### TASK OBJECTIVE
Retyping the entries exactly is all that is required.
++++ SUPPLIED DATA
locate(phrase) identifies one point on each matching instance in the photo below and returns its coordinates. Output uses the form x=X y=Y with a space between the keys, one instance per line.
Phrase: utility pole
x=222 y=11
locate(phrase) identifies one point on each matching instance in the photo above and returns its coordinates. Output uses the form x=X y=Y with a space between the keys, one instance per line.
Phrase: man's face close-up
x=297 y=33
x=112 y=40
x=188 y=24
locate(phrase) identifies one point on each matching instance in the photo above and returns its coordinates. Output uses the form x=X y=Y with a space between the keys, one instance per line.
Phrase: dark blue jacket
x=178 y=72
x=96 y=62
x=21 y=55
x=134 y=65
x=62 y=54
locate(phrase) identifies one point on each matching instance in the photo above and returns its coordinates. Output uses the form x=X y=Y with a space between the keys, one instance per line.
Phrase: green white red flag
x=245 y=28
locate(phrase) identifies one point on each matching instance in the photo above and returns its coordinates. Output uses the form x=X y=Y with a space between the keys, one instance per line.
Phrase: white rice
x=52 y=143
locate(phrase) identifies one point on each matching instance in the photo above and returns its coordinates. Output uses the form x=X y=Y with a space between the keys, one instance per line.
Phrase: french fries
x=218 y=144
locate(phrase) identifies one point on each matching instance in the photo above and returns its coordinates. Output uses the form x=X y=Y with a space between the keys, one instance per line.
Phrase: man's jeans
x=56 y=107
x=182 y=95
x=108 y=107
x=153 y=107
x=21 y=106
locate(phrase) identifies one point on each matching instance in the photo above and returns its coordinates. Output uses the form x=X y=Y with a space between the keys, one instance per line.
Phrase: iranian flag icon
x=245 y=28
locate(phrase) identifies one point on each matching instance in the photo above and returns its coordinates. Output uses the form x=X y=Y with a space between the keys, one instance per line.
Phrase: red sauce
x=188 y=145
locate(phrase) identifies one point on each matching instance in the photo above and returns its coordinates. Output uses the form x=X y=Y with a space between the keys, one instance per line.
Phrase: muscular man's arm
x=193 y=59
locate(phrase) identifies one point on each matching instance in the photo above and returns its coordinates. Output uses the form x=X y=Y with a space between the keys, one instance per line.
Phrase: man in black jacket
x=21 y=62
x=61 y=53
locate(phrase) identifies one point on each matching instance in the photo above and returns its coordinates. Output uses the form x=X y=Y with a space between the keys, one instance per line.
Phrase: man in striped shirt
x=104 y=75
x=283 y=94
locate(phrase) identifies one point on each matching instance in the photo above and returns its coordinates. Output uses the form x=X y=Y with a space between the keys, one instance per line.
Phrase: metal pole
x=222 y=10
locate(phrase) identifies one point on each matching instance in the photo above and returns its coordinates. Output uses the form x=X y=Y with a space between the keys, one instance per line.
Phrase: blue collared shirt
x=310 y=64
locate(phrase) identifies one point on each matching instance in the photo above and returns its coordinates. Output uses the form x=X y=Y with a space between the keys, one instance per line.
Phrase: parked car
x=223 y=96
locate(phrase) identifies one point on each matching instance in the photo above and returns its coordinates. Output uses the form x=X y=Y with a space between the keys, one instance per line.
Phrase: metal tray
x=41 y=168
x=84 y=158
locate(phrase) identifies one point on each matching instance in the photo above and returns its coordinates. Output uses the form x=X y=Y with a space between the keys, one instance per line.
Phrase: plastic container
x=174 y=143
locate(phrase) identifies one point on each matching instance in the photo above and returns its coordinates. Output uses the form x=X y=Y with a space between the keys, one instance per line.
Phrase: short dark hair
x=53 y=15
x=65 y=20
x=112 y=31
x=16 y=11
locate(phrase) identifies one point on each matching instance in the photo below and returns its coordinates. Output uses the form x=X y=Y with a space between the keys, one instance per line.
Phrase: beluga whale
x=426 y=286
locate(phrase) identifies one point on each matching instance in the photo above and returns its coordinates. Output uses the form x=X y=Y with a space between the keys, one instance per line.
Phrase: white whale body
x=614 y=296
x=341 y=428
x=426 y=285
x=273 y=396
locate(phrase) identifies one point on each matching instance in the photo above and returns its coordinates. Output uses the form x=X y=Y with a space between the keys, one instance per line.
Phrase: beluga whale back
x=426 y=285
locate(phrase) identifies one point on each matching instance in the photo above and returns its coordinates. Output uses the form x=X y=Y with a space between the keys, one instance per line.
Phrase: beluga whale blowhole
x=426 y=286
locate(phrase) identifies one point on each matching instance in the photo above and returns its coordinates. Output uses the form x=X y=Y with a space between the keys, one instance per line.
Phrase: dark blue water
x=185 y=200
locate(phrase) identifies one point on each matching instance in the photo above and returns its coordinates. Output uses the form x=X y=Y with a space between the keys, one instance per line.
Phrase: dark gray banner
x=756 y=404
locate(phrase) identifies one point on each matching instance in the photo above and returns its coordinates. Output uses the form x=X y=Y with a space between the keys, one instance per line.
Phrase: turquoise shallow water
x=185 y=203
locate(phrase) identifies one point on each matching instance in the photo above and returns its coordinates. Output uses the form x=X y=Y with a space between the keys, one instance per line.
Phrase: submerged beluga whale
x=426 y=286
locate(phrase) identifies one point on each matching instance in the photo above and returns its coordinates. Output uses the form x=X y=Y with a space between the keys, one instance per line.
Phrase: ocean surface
++++++++
### SOLUTION
locate(phrase) identifies one point on each matching instance in the photo below and returns its coordinates. Output uses the form x=X y=Y with a space between the keys, one instance per line.
Phrase: utility pole
x=222 y=11
locate(phrase) identifies one point on each matching instance in the photo above and returns its coordinates. Output uses the form x=X y=Y with a space between the keys, one instance per line.
Phrase: man's face close-up
x=297 y=33
x=112 y=40
x=188 y=24
locate(phrase) identifies one point on each matching instance in the photo above and returns its coordinates. Output uses the form x=X y=Y with a space between the keys, one instance per line.
Phrase: dark blue jacket
x=178 y=72
x=96 y=62
x=21 y=55
x=134 y=65
x=62 y=54
locate(phrase) identifies one point on each matching instance in the photo above and returns its coordinates. Output uses the form x=X y=Y with a space between the keys, one instance per line.
Phrase: green white red flag
x=245 y=28
locate(phrase) identifies one point on each matching instance in the photo above and returns its coordinates. Output uses the form x=X y=Y with a space between the keys, one instance per line.
Phrase: white rice
x=52 y=143
locate(phrase) identifies one point on each matching instance in the photo above and returns its coordinates. Output uses the form x=X y=Y with a space between the keys, one instance per line.
Phrase: french fries
x=218 y=144
locate(phrase) identifies one point on each matching instance in the photo above and returns its coordinates. Output uses the form x=X y=Y with a space between the keys, one instance per line.
Phrase: man's jeans
x=56 y=107
x=182 y=95
x=108 y=107
x=153 y=107
x=21 y=106
locate(phrase) identifies one point on each matching instance in the photo above and returns its coordinates. Output uses the form x=X y=Y with a space between the keys, one instance per line.
Phrase: iranian flag icon
x=245 y=28
locate(phrase) identifies one point on each matching instance in the photo above and returns its coordinates. Output uses the form x=X y=Y with a space between the keys, one instance per line.
Phrase: red sauce
x=188 y=145
locate(phrase) identifies one point on each matching instance in the photo above and returns its coordinates. Output uses the form x=X y=Y with a space between the keys, one instance per line.
Phrase: muscular man's arm
x=193 y=59
locate(phrase) identifies one point on each matching instance in the photo above and returns its coordinates. Output uses the form x=X y=Y with a space between the keys, one instance per line.
Phrase: man in black jacket
x=21 y=62
x=61 y=53
locate(phrase) identifies one point on each matching instance in the photo above and returns its coordinates. Output uses the form x=X y=Y with a space between the keys, one instance per line.
Phrase: man in striped shirt
x=104 y=75
x=283 y=94
locate(phrase) identifies one point on each matching instance in the photo above and returns its coordinates. Output uses the form x=X y=Y with a space between the keys, one instance per line.
Phrase: metal pole
x=222 y=10
locate(phrase) identifies one point on each matching instance in the photo above and returns its coordinates. Output uses the form x=X y=Y with a space between the keys, one instance per line.
Phrase: blue collared shirt
x=310 y=64
locate(phrase) identifies one point on each matching instance in the photo above and returns its coordinates. Output uses the form x=X y=Y with a space between the keys, one instance per line.
Phrase: parked car
x=223 y=96
locate(phrase) identifies one point on each matching instance in the photo above and returns its coordinates. Output uses the form x=X y=Y with a space between the keys, one instance per line.
Phrase: metal tray
x=41 y=168
x=84 y=158
locate(phrase) identifies one point on each matching instance in the photo above and returns its coordinates. Output uses the form x=X y=Y with a space between the keys, one instance per line.
Phrase: plastic container
x=174 y=143
locate(phrase) identifies one point on each matching instance in the photo above and returns its coordinates. Output uses the form x=X y=Y with a space between the keys, one instance per line.
Phrase: short dark hair
x=53 y=15
x=65 y=20
x=112 y=31
x=16 y=11
locate(phrase) identifies one point on each matching instance in the photo below and returns its coordinates. Output uses the form x=X y=Y with a space between the keys, one instance per line.
Phrase: beluga whale
x=426 y=286
locate(phrase) identifies one point on each matching instance in the photo above and returns its coordinates. Output uses the form x=X y=Y with a space between the keys, one instance per line.
Phrase: white whale body
x=614 y=296
x=341 y=428
x=426 y=285
x=273 y=396
locate(phrase) identifies one point on each matching instance in the photo above and returns its coordinates. Output uses the form x=X y=Y with a space between the keys, one instance per line.
Phrase: beluga whale back
x=426 y=285
locate(phrase) identifies one point on each matching instance in the photo above and returns its coordinates. Output uses the form x=X y=Y with a space between the keys, one instance per line.
Phrase: beluga whale blowhole
x=426 y=286
locate(phrase) identifies one point on each matching instance in the photo above and returns its coordinates. Output uses the form x=X y=Y with a space between the keys, one instance per line.
Phrase: dark blue water
x=185 y=200
locate(phrase) identifies one point on each matching instance in the photo above and returns its coordinates. Output uses the form x=X y=Y with a space between the keys, one instance per line.
Phrase: dark gray banner
x=756 y=404
locate(phrase) identifies one point on each matching instance in the photo above and returns its coordinates. Output uses the form x=X y=Y with a space between the keys, one instance per line.
Phrase: turquoise shallow water
x=185 y=203
locate(phrase) identifies one point on each matching instance in the photo above and returns its coordinates. Output uses the form x=X y=Y with a space between the keys, one instance per line.
Phrase: submerged beluga whale
x=426 y=286
locate(phrase) identifies one point on each matching instance in the photo above and returns its coordinates. Output uses the form x=X y=Y with a space between the keys, one instance per line.
Phrase: ocean surface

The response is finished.